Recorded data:
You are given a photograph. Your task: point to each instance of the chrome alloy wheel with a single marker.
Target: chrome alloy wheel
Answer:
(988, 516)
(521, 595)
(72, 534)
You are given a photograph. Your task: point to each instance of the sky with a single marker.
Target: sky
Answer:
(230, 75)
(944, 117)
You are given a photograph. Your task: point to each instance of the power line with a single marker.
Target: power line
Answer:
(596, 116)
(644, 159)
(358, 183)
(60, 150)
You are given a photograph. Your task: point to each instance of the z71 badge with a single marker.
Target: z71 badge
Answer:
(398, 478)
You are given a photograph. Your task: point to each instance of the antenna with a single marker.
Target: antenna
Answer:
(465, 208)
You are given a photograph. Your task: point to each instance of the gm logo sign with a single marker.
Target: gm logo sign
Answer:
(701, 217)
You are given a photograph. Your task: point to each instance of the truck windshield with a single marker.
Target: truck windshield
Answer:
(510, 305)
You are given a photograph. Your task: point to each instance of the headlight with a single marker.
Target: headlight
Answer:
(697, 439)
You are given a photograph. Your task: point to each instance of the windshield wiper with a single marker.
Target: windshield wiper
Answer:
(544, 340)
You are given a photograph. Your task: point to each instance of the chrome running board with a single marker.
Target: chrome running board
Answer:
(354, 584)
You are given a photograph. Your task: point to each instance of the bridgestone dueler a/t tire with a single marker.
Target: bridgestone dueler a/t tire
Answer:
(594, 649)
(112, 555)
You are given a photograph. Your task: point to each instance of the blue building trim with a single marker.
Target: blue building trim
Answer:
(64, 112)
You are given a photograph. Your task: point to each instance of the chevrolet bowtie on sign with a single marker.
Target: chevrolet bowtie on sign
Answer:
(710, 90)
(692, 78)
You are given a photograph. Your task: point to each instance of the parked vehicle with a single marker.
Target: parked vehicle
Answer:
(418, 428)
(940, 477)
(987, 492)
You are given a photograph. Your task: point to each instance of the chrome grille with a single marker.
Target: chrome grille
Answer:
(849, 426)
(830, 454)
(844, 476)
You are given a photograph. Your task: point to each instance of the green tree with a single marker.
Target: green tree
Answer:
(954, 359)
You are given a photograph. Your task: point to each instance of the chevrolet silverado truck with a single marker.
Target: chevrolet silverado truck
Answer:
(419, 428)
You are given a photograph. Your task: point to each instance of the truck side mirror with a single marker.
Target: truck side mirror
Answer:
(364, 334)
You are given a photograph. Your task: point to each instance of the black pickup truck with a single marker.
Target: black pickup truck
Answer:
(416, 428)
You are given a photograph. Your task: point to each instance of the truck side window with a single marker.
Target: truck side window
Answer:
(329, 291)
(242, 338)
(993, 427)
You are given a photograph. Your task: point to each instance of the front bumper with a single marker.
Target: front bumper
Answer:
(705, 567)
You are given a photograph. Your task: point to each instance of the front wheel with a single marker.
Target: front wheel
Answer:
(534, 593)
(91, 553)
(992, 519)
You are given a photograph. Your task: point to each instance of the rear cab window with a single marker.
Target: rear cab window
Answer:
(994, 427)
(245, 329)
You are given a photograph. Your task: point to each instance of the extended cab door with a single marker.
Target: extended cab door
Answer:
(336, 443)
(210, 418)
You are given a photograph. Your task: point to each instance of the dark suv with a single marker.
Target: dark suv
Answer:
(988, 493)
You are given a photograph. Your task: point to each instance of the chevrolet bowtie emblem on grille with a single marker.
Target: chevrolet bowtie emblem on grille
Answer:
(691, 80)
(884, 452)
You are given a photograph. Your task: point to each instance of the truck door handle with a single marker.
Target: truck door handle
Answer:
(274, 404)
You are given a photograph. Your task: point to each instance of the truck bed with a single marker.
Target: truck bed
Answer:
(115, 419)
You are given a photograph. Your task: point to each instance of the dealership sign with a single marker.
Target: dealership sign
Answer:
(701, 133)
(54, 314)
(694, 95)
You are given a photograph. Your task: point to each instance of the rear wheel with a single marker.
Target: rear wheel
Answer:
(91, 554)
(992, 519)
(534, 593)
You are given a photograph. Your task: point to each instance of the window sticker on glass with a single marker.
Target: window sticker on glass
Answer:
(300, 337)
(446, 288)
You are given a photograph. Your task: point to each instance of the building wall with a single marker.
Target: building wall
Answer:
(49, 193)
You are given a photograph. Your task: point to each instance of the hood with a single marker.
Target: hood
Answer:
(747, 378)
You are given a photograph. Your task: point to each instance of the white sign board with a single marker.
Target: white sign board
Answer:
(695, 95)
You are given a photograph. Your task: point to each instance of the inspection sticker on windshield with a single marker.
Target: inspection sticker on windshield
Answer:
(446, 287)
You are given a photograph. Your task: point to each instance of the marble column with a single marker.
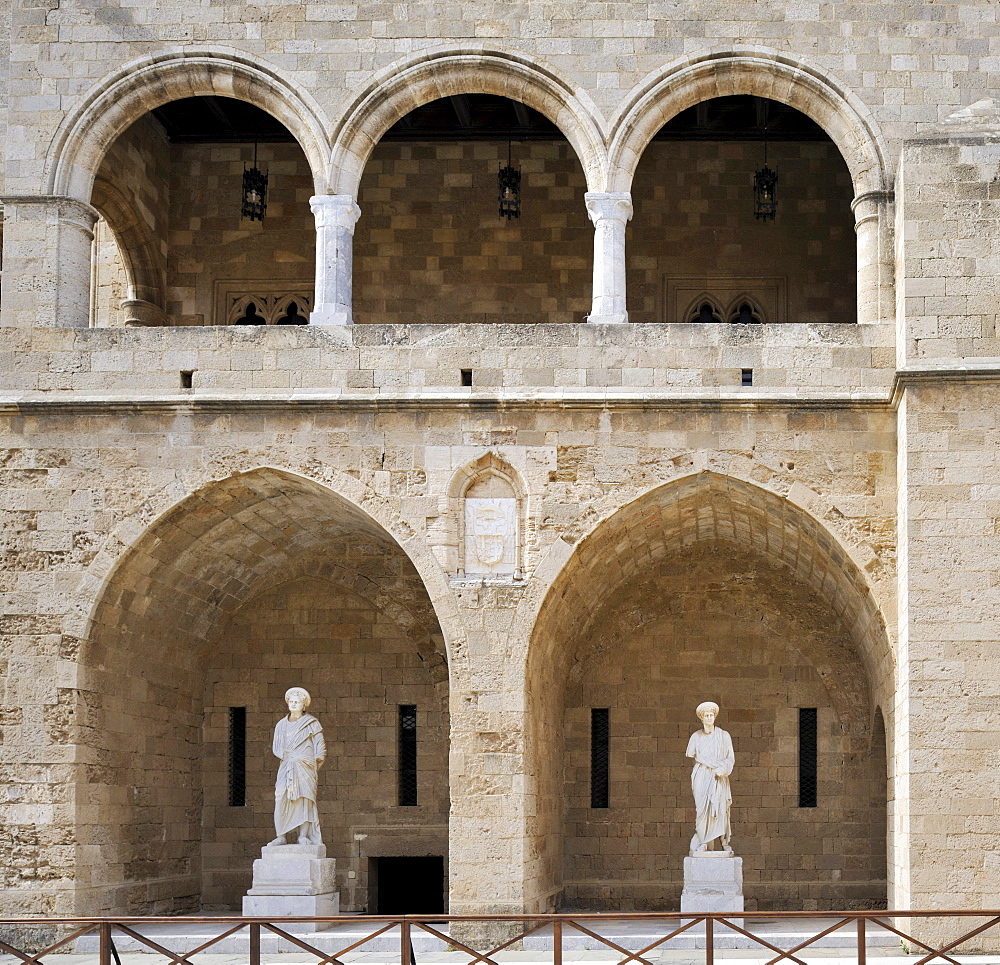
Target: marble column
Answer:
(336, 215)
(609, 212)
(48, 243)
(873, 224)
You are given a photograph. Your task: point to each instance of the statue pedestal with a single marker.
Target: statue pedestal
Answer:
(713, 884)
(295, 880)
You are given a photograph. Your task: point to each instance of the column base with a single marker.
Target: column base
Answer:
(321, 315)
(617, 319)
(140, 313)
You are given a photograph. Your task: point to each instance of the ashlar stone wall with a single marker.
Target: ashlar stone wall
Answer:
(120, 599)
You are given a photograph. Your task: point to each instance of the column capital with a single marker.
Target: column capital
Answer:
(335, 211)
(608, 206)
(70, 210)
(866, 205)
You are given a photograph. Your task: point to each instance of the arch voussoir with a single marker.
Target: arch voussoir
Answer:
(404, 87)
(119, 100)
(760, 73)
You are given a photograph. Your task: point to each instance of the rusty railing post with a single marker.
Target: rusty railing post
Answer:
(105, 933)
(254, 943)
(404, 943)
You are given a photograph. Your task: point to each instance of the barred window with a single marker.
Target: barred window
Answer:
(600, 757)
(407, 754)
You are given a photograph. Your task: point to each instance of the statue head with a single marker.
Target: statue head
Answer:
(298, 694)
(707, 707)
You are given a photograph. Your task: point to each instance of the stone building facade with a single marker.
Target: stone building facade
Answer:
(508, 473)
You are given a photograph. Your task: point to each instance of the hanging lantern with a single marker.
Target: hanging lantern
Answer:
(254, 191)
(765, 194)
(509, 179)
(765, 186)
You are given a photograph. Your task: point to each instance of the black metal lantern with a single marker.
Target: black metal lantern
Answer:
(765, 184)
(254, 191)
(509, 181)
(765, 193)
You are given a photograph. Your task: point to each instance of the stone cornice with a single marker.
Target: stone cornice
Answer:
(710, 398)
(984, 370)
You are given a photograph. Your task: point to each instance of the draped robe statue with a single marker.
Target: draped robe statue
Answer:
(712, 750)
(298, 743)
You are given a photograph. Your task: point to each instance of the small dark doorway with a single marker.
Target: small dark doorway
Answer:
(406, 886)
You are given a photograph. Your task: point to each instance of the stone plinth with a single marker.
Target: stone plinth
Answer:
(713, 884)
(292, 880)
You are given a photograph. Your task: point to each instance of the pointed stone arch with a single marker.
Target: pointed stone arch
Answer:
(664, 94)
(466, 70)
(160, 632)
(144, 270)
(756, 557)
(112, 105)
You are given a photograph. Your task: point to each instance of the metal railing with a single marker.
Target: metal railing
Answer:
(553, 930)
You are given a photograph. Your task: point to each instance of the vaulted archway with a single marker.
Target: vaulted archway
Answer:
(253, 584)
(707, 587)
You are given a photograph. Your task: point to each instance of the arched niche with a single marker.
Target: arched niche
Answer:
(489, 501)
(118, 101)
(819, 96)
(687, 82)
(707, 586)
(251, 584)
(444, 73)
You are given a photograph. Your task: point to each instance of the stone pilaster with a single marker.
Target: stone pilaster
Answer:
(609, 212)
(873, 224)
(336, 215)
(47, 261)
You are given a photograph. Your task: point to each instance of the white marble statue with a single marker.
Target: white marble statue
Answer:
(712, 750)
(298, 743)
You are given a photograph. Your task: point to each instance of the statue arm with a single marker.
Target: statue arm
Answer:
(319, 746)
(726, 765)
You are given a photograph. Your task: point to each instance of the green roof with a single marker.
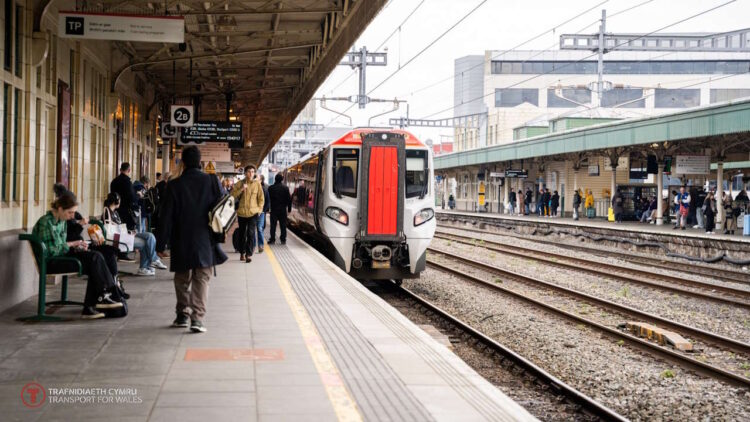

- _What is expected_
Set the pictures aside and retype exactly the lines above from the line with "Target: white sign board" to the line with "Target: column capital", both included, adding no others.

- _Response area_
Target: white sign board
Answer:
(695, 95)
You are given a photograph. Your task: point to each instance of the inspection sticker on windshield with a single marker.
Target: inspection sticker on windshield
Answer:
(446, 287)
You are given a photograph. Your task: point to each instance of the marble column with a single marker.
Target: marble column
Answer:
(336, 215)
(609, 212)
(48, 243)
(873, 224)
You are given a photograph. Your task: point to each instance of the statue pedestal with a single marker.
Target: statue pedestal
Answer:
(713, 884)
(295, 880)
You are given a photograph. Your task: point to each instance of the column base with a single marker.
Target: column base
Answer:
(321, 315)
(617, 319)
(140, 313)
You are given a photograph. Your task: point to each instance of the ashlar stone wall with a single marker.
Target: ashlar stone wall
Answer:
(120, 599)
You are given a photograph. Your task: point to each instance of the column capital with a single marker.
Target: column capital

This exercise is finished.